BEGIN Input

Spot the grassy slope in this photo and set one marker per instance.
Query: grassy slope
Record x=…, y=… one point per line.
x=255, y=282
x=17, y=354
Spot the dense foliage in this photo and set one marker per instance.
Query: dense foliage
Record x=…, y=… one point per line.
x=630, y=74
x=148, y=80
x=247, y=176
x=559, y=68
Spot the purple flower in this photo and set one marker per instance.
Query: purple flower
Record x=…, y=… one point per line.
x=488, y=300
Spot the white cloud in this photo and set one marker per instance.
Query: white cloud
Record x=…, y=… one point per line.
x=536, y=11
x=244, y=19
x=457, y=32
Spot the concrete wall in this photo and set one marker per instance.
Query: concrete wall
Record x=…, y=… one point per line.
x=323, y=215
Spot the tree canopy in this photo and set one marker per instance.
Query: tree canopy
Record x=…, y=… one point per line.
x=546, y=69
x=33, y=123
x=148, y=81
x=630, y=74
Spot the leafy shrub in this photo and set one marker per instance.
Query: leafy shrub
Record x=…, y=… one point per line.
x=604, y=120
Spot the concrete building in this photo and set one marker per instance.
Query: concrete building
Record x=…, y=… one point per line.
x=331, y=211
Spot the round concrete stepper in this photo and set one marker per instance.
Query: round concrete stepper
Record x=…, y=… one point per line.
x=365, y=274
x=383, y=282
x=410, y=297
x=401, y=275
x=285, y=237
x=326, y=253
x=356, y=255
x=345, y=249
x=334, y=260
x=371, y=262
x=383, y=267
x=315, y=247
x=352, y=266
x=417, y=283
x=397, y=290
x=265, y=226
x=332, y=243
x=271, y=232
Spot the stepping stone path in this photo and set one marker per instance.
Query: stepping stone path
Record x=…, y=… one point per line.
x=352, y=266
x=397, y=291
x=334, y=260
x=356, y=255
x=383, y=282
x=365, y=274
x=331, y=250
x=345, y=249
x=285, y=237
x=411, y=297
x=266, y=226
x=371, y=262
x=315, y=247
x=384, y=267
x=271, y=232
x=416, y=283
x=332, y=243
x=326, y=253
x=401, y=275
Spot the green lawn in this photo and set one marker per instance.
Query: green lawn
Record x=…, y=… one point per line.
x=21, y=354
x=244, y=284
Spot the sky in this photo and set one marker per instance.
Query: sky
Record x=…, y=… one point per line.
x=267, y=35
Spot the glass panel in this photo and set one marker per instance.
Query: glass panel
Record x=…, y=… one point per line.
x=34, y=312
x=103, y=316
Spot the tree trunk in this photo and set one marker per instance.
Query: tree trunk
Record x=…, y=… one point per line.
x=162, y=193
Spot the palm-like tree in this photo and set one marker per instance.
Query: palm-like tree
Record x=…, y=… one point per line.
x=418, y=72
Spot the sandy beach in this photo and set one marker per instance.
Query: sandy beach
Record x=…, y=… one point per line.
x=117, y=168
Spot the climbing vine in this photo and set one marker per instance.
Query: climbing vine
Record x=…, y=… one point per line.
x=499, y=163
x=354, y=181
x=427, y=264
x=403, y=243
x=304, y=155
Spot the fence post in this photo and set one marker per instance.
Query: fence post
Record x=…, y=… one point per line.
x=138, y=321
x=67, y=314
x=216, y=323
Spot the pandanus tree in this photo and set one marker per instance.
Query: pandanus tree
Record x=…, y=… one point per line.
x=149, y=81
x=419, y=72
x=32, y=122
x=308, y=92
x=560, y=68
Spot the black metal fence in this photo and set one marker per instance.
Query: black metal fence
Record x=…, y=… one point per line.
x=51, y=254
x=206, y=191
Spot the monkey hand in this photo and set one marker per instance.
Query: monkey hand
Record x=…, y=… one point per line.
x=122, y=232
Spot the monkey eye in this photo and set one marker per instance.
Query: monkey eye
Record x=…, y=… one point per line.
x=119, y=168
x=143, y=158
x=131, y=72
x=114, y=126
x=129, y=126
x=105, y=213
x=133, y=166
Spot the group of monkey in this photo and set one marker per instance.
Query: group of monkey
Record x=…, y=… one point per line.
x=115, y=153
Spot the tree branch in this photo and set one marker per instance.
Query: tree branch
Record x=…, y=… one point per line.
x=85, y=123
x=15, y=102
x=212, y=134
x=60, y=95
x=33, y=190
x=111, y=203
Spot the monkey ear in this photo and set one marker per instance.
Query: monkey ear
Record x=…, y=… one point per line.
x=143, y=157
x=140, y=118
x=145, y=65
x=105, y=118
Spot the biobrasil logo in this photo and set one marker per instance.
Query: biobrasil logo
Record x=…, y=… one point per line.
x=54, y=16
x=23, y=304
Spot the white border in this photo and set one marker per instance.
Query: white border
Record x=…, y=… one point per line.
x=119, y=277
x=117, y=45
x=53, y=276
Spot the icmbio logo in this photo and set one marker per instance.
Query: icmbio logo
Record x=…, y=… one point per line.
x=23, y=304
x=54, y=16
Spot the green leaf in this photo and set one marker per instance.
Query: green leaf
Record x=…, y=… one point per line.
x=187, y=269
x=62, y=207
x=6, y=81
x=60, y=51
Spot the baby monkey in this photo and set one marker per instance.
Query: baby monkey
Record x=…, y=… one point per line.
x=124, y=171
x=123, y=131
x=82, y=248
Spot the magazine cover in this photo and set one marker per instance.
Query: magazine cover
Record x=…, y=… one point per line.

END Input

• _What to produce_
Once you have located every line with the word "leafy" in the material above, list those lines.

• _Answer box_
Spot the leafy shrub in this photo and set one marker per instance.
Query: leafy shrub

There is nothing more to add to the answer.